**Task description**
Your response should consist solely of the records, written out exactly.

**Input material**
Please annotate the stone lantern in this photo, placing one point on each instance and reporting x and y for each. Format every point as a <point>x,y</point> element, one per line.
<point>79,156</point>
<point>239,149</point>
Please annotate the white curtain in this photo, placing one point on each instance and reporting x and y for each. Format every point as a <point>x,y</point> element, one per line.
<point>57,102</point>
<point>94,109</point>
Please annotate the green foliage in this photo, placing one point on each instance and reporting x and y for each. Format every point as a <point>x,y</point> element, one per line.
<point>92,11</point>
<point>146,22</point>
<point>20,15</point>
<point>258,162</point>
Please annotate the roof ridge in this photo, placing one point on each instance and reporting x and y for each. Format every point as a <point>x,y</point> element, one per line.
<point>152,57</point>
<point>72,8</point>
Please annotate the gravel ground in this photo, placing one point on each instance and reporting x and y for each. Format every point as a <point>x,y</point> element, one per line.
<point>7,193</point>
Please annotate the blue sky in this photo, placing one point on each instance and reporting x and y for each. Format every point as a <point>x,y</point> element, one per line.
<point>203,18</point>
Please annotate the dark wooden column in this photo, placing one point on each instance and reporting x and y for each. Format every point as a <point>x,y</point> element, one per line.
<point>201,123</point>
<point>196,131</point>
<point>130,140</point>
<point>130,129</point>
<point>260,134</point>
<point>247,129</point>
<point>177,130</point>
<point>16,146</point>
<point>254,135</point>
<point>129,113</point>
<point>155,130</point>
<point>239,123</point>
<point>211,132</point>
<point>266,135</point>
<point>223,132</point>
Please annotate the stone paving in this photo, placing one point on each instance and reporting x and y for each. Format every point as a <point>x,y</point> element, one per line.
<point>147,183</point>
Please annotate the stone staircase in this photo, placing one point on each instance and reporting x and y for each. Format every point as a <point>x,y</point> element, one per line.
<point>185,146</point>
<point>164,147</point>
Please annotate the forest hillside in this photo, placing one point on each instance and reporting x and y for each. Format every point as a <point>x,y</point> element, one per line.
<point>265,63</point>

**Solution to this problem**
Please annotate the stone lantern in this photo, placing one point on each instance and reporting x and y for each. Format every point as a <point>x,y</point> element, one per line.
<point>79,156</point>
<point>239,149</point>
Please annotate the white curtain in this photo, placing one point on each instance and reporting x and y for each. Format every point as a <point>x,y</point> element, one per line.
<point>57,102</point>
<point>94,109</point>
Please annotate the green foliage in this photo, placing one point on each instance and reporting x and y for each. Format every point as a <point>x,y</point> element, one per line.
<point>92,11</point>
<point>146,22</point>
<point>20,15</point>
<point>258,162</point>
Please annotate the roof ridge in this photo, placing one point on each instance and reporting x and y for each. Format every point as a <point>x,y</point> element, one per line.
<point>152,57</point>
<point>72,8</point>
Please annotate the gravel ground in this photo, placing one point on each instance and reporting x and y for each. Format every point as a <point>x,y</point> element, one per line.
<point>7,193</point>
Please annotate the blue sky in this photo, placing one point on each instance and reporting x and y for each. Format every point as a <point>x,y</point> element, one per line.
<point>203,18</point>
Please annotate the dark wooden column in this photo, placing one point on each instance and reporting x and y for each. Format every point as a <point>x,y</point> element, one per line.
<point>201,123</point>
<point>196,131</point>
<point>130,140</point>
<point>130,129</point>
<point>260,134</point>
<point>247,129</point>
<point>177,130</point>
<point>16,146</point>
<point>254,135</point>
<point>129,113</point>
<point>155,130</point>
<point>239,123</point>
<point>211,132</point>
<point>266,135</point>
<point>223,132</point>
Please annotate the stone paving in this photo, placing one point on each instance and reporting x and y for each. Format every point as a <point>x,y</point> element, one per line.
<point>147,183</point>
Please annotate the stone staircase in this photo, placing one point on each instance and reporting x and y for each. Format every point as a <point>x,y</point> element, one per line.
<point>185,146</point>
<point>164,147</point>
Please annotate the forest hillside in this photo, placing one point on each instance and reporting x and y for each. Format every point as a <point>x,y</point> element, one per line.
<point>265,63</point>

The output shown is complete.